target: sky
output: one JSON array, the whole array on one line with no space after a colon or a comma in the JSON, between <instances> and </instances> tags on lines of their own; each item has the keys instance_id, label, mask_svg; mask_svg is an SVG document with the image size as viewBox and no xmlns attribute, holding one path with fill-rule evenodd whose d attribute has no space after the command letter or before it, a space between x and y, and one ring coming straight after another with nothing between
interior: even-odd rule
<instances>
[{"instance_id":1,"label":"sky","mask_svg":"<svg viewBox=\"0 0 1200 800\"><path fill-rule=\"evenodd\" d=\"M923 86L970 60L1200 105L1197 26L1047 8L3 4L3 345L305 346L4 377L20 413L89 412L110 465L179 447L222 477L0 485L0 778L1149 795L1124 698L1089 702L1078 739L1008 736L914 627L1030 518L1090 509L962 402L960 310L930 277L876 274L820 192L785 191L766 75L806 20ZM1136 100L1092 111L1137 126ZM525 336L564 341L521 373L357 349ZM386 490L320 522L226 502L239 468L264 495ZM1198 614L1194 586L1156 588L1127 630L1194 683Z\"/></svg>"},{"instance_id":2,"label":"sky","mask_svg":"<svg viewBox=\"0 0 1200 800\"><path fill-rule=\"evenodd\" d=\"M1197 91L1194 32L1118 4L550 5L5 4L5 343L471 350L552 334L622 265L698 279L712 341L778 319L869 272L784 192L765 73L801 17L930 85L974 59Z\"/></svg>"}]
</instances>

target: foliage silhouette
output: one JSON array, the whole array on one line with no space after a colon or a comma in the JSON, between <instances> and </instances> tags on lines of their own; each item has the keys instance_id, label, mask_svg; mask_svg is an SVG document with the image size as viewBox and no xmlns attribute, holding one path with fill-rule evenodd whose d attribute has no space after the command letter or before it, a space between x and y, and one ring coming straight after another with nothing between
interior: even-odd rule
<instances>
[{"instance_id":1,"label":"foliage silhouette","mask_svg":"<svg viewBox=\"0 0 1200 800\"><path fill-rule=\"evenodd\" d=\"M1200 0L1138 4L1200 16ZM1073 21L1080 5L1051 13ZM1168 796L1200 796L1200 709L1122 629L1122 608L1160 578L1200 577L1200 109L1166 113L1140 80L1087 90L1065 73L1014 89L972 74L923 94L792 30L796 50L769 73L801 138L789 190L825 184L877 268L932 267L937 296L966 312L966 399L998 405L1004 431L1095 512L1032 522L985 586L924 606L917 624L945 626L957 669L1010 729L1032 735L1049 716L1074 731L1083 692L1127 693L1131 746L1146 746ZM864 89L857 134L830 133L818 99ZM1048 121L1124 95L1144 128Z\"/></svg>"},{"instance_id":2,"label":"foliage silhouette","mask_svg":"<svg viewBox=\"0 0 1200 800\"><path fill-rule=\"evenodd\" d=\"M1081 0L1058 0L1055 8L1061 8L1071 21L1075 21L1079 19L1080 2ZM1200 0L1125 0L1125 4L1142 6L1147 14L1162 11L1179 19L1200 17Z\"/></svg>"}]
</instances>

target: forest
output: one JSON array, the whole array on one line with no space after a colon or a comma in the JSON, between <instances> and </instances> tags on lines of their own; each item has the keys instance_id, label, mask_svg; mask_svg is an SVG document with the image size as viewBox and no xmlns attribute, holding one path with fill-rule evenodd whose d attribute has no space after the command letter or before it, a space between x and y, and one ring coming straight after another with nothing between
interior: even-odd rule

■ **Your assignment**
Copy exactly, and only, the lines from the line containing "target: forest" to the end of the listing, with both ends included.

■ **Exercise response**
target: forest
output: one JSON array, the whole array on one line with no space after a colon or a comma in the JSON, between <instances> and </instances> tags on lines of their own; each item has the keys instance_id, label, mask_svg; mask_svg is an SVG document with the image size as viewBox and no xmlns attribute, holding one path with fill-rule evenodd whose d attribute has no space after the command letter or before it, a space between x and y, and one ring coming straight after another with nothing between
interior: even-odd rule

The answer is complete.